**WHAT IS BEING ASKED:** Each entry needs to be reproduced exactly, with none left out.

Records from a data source

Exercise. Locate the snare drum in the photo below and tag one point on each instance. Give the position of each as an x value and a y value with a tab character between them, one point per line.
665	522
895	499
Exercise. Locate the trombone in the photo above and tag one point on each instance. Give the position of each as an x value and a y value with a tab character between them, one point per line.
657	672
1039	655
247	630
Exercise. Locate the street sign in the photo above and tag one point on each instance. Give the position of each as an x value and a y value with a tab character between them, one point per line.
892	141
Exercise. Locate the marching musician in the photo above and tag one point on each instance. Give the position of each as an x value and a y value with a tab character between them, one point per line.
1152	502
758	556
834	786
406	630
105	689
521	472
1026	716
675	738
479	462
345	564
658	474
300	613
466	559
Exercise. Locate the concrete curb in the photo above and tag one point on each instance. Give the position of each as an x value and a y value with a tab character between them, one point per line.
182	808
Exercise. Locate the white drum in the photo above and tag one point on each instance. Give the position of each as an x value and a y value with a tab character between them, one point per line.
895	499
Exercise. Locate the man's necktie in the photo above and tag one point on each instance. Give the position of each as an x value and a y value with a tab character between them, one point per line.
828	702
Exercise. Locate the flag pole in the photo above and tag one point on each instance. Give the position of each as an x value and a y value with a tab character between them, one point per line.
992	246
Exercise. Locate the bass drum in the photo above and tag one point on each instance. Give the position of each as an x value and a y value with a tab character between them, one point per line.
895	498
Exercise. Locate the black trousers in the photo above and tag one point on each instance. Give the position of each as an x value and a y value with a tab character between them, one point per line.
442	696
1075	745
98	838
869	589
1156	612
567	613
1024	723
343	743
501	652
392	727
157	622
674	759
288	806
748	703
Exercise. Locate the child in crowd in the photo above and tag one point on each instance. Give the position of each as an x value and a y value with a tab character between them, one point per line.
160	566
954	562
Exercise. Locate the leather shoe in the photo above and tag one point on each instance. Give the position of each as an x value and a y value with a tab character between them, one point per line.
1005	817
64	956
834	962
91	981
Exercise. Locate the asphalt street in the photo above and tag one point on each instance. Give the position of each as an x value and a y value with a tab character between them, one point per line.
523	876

**ANSWER SECTION:**
Exercise. Locate the snare drum in the photo below and tag one point on each instance. Give the position of each as an x value and a y value with a tab character between them, one point per line.
665	522
895	499
Exercise. Locate the trombone in the photo above and tag one point on each instance. Give the position of each as an x value and a y value with a tab character between them, one point per line.
657	672
1039	655
247	630
Exercise. Locate the street sign in the photo above and tag one point on each instance. Give the position of each as an x value and a y value with a tab character between them, one point per line.
892	141
Exercise. Locate the marching musician in the photo above and tag one point on each instance. Give the position of each as an x value and a y value with a tab character between them, one point per line.
1152	502
758	556
834	786
406	630
105	689
521	472
1026	716
675	738
479	462
345	564
658	474
300	613
466	559
Exercise. Locate the concrete curb in the photo above and tag one point on each instance. Give the position of each as an x value and a y value with a tab character between them, one point per line.
182	808
Exercise. Locate the white drum in the photo above and tag one point on each instance. Give the position of each as an x value and a y value with a tab character between them, one point per line.
895	499
Exercise. Locate the man's necktie in the photo above and tag one point on each instance. Give the position of each as an x value and a y value with a tab character between them, one point per line.
828	702
Exercise. Locate the flag pole in the photo above and tag one point on each instance. Give the position of each as an x value and a y value with a tab character between them, one point per line.
992	246
Exercise. Locate the bass drum in the photo above and tag one point on each instance. Give the position of each as an x value and a y value with a tab character between them, one point per line.
895	498
Exercise. Locate the black trousers in the photo above and tag one point on each instance. Give the position of each as an x value and a y value with a tab character between them, one point per line.
442	696
1075	745
98	838
869	589
1156	612
567	613
1024	723
343	743
501	652
392	727
157	622
674	759
288	806
748	703
Exercise. Locate the child in crowd in the photo above and tag one point on each instance. Give the position of each as an x value and a y value with a tab character between them, one point per line.
160	566
954	562
Exercise. Locate the leather shoe in the photo above and tag one point on each instance. Give the position of each as an x value and a y value with a tab character between them, one point per line.
1005	817
64	956
834	962
91	981
Exercise. Locate the asphalt street in the photo above and tag one point on each instance. Give the position of each as an x value and a y value with a tab character between them, one point per line.
523	876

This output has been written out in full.